TASK GOAL: For each record below, retype the text exactly and omit any image.

+++

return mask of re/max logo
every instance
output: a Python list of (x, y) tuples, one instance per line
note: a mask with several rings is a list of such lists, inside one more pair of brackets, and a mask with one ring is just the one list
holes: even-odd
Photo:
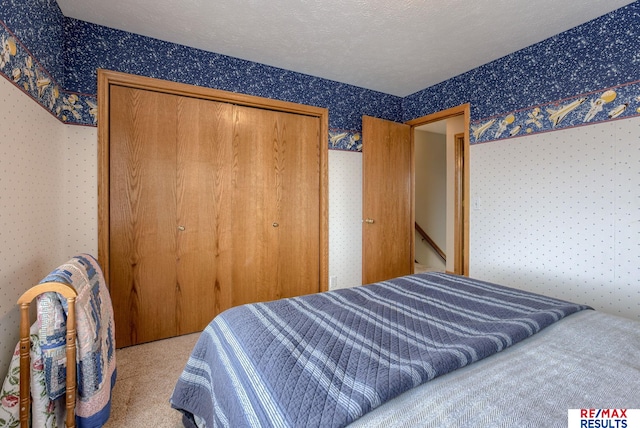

+++

RESPONSE:
return mask of re/max logo
every instance
output: a Python list of (x, y) tuples, one instance per line
note: a mask with several rings is a list of such lists, inside one more pair of brackets, and a mask with one ring is just the one list
holes: even-odd
Photo:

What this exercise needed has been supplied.